**Job**
Please output the lines shown below exactly as they appear.

##### Given records #####

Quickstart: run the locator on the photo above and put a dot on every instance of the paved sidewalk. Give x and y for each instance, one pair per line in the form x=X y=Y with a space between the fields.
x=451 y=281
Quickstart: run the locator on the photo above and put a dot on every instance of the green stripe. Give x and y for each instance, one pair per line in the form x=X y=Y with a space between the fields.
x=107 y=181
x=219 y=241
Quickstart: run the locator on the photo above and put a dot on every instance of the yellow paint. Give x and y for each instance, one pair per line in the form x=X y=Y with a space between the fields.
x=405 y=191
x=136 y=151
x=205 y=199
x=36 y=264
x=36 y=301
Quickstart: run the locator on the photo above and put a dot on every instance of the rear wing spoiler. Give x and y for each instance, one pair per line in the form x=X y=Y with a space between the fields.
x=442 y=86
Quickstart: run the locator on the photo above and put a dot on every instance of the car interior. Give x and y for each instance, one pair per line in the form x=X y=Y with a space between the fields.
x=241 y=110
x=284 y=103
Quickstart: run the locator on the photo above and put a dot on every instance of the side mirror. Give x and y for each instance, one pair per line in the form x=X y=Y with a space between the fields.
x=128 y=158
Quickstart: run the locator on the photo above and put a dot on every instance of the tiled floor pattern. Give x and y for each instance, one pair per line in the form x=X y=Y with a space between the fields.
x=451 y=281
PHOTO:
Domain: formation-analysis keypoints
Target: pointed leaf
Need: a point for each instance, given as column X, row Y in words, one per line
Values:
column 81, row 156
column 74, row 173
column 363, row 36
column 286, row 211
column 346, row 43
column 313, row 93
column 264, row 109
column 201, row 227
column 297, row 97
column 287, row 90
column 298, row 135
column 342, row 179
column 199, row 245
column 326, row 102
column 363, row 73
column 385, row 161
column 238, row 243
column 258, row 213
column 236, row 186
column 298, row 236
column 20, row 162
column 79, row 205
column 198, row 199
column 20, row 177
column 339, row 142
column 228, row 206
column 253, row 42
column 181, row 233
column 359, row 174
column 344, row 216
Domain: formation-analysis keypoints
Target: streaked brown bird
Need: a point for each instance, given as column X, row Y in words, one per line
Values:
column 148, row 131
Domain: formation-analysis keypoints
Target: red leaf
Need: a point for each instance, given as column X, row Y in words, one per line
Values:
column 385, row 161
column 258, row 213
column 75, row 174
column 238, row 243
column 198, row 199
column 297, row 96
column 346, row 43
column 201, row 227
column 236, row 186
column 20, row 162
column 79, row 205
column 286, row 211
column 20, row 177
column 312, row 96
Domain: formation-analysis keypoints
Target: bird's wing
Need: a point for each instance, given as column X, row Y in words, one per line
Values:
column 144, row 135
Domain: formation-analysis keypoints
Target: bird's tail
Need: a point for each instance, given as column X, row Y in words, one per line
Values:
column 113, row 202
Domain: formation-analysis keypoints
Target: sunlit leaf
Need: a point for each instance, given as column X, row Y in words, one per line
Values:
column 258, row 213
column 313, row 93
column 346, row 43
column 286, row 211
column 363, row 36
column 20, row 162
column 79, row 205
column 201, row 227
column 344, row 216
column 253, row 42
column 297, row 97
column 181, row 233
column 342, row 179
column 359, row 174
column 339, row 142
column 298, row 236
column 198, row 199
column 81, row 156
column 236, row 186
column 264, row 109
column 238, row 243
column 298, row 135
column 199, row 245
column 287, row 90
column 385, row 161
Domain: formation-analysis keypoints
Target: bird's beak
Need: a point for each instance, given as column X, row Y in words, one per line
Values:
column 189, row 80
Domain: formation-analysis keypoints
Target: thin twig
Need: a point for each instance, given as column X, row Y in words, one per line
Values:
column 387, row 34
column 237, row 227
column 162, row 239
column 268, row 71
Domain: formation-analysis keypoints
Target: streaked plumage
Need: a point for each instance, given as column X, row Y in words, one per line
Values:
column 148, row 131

#####

**The completed task**
Quickstart: run the locator on the photo above and put a dot on every instance of the paved sidewalk. Give x and y for each instance, one pair per line in the form x=X y=Y with a space between the fields.
x=451 y=281
Quickstart: run the locator on the photo above and put a dot on every instance of the green stripe. Give x and y for each instance, one pair per line in the form x=X y=Y with a space between the fields.
x=107 y=181
x=219 y=241
Quickstart: run the locator on the photo above and put a dot on every instance of the yellow paint. Give x and y for each instance, one pair per line in the form x=X y=Y with a space between the fields.
x=405 y=191
x=136 y=151
x=205 y=199
x=36 y=264
x=36 y=301
Quickstart: run the locator on the photo above and put a dot on every instance of the rear wing spoiler. Give x and y for each instance, one pair per line in the form x=X y=Y with a space between the fields.
x=442 y=86
Quickstart: run the locator on the photo above and put a dot on every instance of the car interior. Give x and y for each instance, one pair per line in the form x=X y=Y with a space between the fields.
x=241 y=110
x=284 y=103
Quickstart: run the locator on the photo above and put a dot on every instance of the side mirror. Give x and y for each instance, one pair per line in the form x=X y=Y with a space between the fields.
x=128 y=158
Quickstart: run the locator on the photo above and put a dot on every instance of the tiled floor pattern. Give x and y for each instance, one pair per line in the form x=X y=Y with a space between the fields.
x=451 y=281
PHOTO:
Domain: formation-analysis keypoints
Target: pointed leaf
Need: a point for each instance, given as column X, row Y in words, one per line
Values:
column 81, row 156
column 74, row 173
column 363, row 36
column 286, row 211
column 346, row 43
column 313, row 93
column 264, row 109
column 201, row 227
column 297, row 97
column 287, row 90
column 298, row 135
column 342, row 179
column 199, row 245
column 326, row 102
column 363, row 73
column 385, row 161
column 238, row 243
column 258, row 213
column 236, row 186
column 298, row 236
column 20, row 162
column 79, row 205
column 198, row 199
column 20, row 177
column 339, row 142
column 228, row 206
column 253, row 42
column 181, row 233
column 359, row 174
column 344, row 216
Domain: formation-analysis keypoints
Target: streaked brown bird
Need: a point for each instance, given as column X, row Y in words, one per line
Values:
column 148, row 131
Domain: formation-analysis keypoints
Target: red leaf
Need: a point for each instance, given as column X, row Y in words, one per line
Values:
column 385, row 161
column 258, row 213
column 75, row 174
column 238, row 243
column 198, row 199
column 297, row 96
column 346, row 43
column 201, row 227
column 236, row 186
column 20, row 162
column 79, row 205
column 286, row 211
column 20, row 177
column 312, row 96
Domain: formation-analysis keypoints
Target: bird's wing
Need: a point for each instance, given as column X, row Y in words, one per line
Values:
column 144, row 135
Domain: formation-analysis keypoints
Target: bird's tail
Need: a point for each instance, given as column X, row Y in words, one per line
Values:
column 113, row 202
Domain: formation-analysis keypoints
Target: sunlit leaf
Need: a point for each instance, given as column X, row Y in words, one per line
Values:
column 258, row 213
column 313, row 93
column 346, row 43
column 286, row 211
column 363, row 36
column 20, row 162
column 79, row 205
column 201, row 227
column 344, row 216
column 253, row 42
column 297, row 97
column 181, row 233
column 342, row 179
column 359, row 174
column 339, row 142
column 298, row 236
column 198, row 199
column 81, row 156
column 236, row 186
column 264, row 109
column 238, row 243
column 298, row 135
column 199, row 245
column 287, row 90
column 385, row 161
Domain: formation-analysis keypoints
Target: bird's beak
Need: a point for each instance, given as column X, row Y in words, one per line
Values:
column 189, row 80
Domain: formation-analysis keypoints
Target: thin twig
Need: a point for each instance, given as column X, row Y in words, one per line
Values:
column 387, row 34
column 237, row 227
column 162, row 239
column 268, row 71
Domain: formation-analysis keypoints
Target: streaked plumage
Need: a point for each instance, given as column X, row Y in words, one per line
Values:
column 148, row 131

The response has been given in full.